* [What the task asks] Count the lines below that contain the word "tree". Give only the number.

Working data section start

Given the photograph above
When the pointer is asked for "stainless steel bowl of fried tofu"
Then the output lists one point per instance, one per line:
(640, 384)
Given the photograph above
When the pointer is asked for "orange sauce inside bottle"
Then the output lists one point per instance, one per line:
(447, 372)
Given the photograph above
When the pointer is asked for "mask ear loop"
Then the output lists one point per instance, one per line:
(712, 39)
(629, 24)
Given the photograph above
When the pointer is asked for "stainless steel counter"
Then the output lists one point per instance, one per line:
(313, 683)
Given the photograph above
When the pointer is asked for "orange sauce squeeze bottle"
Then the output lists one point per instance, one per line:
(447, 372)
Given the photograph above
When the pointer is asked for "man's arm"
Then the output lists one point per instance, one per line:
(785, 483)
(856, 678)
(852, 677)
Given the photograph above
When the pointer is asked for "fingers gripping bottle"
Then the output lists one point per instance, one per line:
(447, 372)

Working data section end
Working data section start

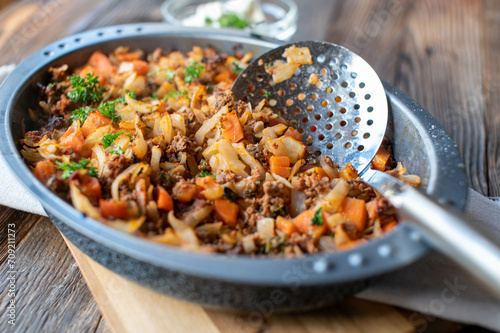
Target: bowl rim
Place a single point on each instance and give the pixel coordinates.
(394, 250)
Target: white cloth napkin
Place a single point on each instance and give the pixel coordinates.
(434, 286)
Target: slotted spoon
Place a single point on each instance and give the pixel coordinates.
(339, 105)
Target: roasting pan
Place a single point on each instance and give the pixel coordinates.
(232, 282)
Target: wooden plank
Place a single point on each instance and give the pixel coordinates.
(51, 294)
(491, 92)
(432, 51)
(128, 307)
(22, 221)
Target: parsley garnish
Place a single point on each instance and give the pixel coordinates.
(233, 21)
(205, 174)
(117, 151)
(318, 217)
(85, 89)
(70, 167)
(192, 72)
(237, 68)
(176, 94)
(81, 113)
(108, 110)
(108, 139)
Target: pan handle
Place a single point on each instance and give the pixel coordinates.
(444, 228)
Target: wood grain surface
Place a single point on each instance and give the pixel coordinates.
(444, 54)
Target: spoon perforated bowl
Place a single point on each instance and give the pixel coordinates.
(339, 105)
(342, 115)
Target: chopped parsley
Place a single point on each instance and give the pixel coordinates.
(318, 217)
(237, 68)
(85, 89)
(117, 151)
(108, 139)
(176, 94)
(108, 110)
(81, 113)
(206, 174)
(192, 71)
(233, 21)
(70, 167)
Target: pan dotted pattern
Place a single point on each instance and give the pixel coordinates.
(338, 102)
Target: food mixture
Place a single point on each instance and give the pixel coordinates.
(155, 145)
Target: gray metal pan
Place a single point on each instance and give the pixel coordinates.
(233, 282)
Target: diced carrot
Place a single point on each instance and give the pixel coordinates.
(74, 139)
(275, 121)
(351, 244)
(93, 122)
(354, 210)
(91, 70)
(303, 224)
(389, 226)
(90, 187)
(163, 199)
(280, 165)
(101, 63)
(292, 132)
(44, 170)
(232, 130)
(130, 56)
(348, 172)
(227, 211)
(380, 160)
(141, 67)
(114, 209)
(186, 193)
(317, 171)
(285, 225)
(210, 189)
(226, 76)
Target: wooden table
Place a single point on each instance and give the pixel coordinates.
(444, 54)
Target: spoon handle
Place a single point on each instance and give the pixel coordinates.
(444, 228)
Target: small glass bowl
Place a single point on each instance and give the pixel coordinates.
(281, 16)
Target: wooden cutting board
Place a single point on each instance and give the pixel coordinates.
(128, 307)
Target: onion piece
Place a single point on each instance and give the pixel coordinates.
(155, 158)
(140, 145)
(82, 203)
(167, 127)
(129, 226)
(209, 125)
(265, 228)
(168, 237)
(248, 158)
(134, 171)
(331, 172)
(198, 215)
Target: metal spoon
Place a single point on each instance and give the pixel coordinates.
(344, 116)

Working data section end
Working data section start

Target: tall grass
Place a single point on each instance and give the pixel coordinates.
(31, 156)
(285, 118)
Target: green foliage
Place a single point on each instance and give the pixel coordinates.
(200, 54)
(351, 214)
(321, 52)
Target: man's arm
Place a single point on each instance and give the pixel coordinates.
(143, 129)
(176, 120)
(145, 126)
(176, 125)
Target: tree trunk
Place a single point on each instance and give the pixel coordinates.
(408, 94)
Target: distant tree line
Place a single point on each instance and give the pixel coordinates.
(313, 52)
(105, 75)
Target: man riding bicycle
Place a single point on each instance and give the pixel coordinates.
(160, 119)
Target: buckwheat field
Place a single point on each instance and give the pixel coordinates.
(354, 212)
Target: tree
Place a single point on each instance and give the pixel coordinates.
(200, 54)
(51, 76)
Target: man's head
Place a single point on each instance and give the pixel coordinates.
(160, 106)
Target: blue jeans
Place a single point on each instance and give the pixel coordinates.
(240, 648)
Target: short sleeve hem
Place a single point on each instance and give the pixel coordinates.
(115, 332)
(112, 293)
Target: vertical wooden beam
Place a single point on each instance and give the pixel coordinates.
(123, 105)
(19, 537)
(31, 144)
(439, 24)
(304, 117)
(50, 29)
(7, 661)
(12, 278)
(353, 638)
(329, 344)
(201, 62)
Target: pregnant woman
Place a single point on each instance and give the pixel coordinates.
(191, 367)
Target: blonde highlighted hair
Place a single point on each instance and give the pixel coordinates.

Working data section end

* [Written answer] 3